──────── Provided data ────────

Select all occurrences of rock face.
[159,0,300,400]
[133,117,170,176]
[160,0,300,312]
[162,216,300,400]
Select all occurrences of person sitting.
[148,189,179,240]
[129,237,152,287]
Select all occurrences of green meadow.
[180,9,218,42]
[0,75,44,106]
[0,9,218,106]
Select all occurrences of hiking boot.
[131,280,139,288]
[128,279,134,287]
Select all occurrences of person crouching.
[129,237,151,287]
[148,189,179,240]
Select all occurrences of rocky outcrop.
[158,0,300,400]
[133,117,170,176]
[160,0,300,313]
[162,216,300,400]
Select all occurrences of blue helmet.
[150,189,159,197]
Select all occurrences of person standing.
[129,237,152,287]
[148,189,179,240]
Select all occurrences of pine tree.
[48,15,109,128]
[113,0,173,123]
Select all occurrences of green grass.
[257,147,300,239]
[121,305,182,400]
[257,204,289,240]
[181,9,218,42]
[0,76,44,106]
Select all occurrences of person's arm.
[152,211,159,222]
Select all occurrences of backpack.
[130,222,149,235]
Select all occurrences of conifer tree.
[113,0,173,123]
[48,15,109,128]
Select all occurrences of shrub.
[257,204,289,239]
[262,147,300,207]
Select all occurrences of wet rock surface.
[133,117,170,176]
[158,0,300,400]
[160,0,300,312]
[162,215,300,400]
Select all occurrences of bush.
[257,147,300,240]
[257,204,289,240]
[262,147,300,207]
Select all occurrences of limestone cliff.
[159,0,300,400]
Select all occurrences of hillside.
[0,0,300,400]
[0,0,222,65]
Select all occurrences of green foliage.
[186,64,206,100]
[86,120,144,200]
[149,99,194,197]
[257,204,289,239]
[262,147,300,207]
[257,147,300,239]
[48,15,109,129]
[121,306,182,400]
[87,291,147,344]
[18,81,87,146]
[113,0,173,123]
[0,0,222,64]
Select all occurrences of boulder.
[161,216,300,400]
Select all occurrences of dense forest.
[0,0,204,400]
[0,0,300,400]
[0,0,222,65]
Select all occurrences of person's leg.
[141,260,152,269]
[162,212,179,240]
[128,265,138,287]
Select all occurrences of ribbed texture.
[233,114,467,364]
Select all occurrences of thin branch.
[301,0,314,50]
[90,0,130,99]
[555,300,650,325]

────────

• _Work to do_
Starting with the first line of the records and going through the line with "[128,279,134,287]", write those lines out again with "green meadow" replaced by "grassy meadow" and everything else unchanged.

• _Answer to the problem_
Select all occurrences of rock face.
[159,0,300,400]
[133,117,170,176]
[160,0,300,312]
[162,216,300,400]
Select all occurrences of person sitting.
[148,189,179,240]
[129,237,152,287]
Select all occurrences of grassy meadow.
[180,9,218,42]
[0,75,44,106]
[0,9,218,106]
Select all occurrences of hiking boot.
[131,280,139,288]
[128,279,134,287]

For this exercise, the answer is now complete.